▶ _Selected text_
-------------------------

Last Updated: 2025-11-30 Sun 21:01

CMSC216 Lab12: mmap() / Thread Performance

CODE DISTRIBUTION: lab12-code.zip

CHANGELOG:

1 Rationale

Programs can request virtual memory to be mapped into their address space via the mmap() system call which is used to create heaps, stacks, and other logical regions of memory. This lab demonstrates one use of this to create simple data structures that are explicitly managed via mmap() calls.

Threads are frequently used to improve the performance of applications when a computation can be subdivided between the threads. This exercise explores doing so in the context of summing elements in matrix columns. Completing it will give a basic overview of launching threads, divvying up work, and synchronizing the threads as they contribute a shared result.

Associated Reading / Preparation

Bryant and O'Hallaron: Ch 12.3-6 covers threaded programming.

Grading Policy

Credit for this exercise is earned by completing the code/asnwers here and submitting a Zip of the work to Gradescope. Students are responsible to check that the results produced locally via make test are reflected on Gradescope after submitting their completed Zip. Successful completion earns 1 Engagement Point.

Lab Exercises are open resource/open collaboration and students are encouraged to cooperate on labs. Students may submit work as groups of up to 5 to Gradescope: one person submits then adds the names of their group members to the submission.

See the full policies in the course syllabus.

2 Codepack

The codepack for the lab contains the following files:

File   Description
QUESTIONS.txt EDIT Questions to answer: fill in the multiple choice selections in this file.

-------------------------

▶ _Raw data_
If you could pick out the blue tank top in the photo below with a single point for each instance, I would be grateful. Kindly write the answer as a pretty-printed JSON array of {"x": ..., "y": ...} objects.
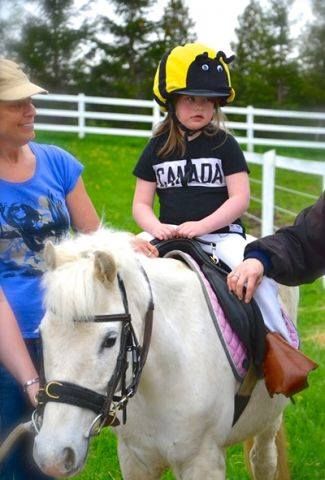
[{"x": 32, "y": 212}]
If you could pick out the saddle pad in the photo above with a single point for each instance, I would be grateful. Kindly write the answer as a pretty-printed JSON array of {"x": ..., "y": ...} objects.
[{"x": 235, "y": 349}]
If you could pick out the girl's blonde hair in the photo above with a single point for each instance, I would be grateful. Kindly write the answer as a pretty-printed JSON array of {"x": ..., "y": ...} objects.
[{"x": 175, "y": 140}]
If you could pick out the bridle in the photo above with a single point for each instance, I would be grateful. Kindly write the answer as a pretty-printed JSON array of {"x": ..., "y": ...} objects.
[{"x": 105, "y": 406}]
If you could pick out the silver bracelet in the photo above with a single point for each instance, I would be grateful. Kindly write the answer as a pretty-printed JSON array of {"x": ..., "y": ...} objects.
[{"x": 29, "y": 383}]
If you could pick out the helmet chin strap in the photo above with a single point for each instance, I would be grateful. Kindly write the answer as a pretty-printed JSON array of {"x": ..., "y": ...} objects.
[{"x": 187, "y": 133}]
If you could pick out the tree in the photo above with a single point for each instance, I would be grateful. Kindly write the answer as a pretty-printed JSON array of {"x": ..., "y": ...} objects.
[
  {"x": 311, "y": 60},
  {"x": 176, "y": 27},
  {"x": 265, "y": 71},
  {"x": 120, "y": 69},
  {"x": 11, "y": 21},
  {"x": 129, "y": 55},
  {"x": 51, "y": 48}
]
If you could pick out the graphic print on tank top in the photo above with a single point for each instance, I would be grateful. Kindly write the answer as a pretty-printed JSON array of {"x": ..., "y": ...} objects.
[{"x": 24, "y": 230}]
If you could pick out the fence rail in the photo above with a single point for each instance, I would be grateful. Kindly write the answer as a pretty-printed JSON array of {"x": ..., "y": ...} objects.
[{"x": 99, "y": 115}]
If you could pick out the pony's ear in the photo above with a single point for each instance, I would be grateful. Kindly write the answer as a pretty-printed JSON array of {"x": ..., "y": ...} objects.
[
  {"x": 105, "y": 267},
  {"x": 50, "y": 255}
]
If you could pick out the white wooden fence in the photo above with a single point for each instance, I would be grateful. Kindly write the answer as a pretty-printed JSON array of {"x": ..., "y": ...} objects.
[{"x": 86, "y": 114}]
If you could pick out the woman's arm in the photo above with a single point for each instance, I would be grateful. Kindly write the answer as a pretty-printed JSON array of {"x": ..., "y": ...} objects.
[
  {"x": 81, "y": 209},
  {"x": 143, "y": 211},
  {"x": 227, "y": 213},
  {"x": 13, "y": 351}
]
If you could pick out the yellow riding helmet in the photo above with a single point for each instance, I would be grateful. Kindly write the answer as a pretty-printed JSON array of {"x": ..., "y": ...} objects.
[{"x": 193, "y": 69}]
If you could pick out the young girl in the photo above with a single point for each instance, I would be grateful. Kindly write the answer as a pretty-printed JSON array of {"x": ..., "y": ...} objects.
[{"x": 196, "y": 167}]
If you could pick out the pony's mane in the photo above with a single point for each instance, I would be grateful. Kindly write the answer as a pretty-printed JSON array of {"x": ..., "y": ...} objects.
[{"x": 71, "y": 289}]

-------------------------

▶ _Stated exercise A_
In the CMSC216 lab page on mmap() and thread performance, what is the largest group size allowed when submitting to Gradescope?
▶ _Stated exercise B_
Continue the CMSC216 lab page on mmap() and thread performance from its final line.

▶ _Exercise response A_
Up to 5 students.

▶ _Exercise response B_
mapped_array.c EDIT PROBLEM 1 Source file to study and edit
     
csums_thread.h Provided PROBLEM 2 Header file defining some types and functions for
csums_thread_util.c Provided PROBLEM 2 Utility functions to manipulate matrices/vectors
csums_thread_funcs.c EDIT PROBLEM 2 Small "algorithms" to time arithmetic operations
csums_thread_main.c EDIT PROBLEM 2 Main function that times different summing techinques
Makefile Build Enables make test and make zip
QUESTIONS.txt.bk Backup Backup copy of the original file to help revert if needed
QUESTIONS.md5 Testing Checksum for answers in questions file
test_quiz_filter Testing Filter to extract answers from Questions file, used in testing
test_lab12.org Testing Tests for this discussion
testy Testing Test running scripts

3 Problem 2 Overview and Background

This lab deals with matrices and vectors again similar to a previous lab/HW. Review that material if you need a refresher on data types such as matrix_t and vector_t.

The code focuses on completing two functions, col_sums_threaded() and col_sums_worker() to produce a threaded column sums implementation.

4 Basic Overview of Threads

Threads allow the creation of multiple "threads of execution" within the same program. One primary reason to do this is in an attempt to speed up the execution of program by utilizing several threads each of which can be independently scheduled to run. This allows multiple cores/CPUs to be simultaneously used which may speed up a computation.

The general flow of thread usage is as follows.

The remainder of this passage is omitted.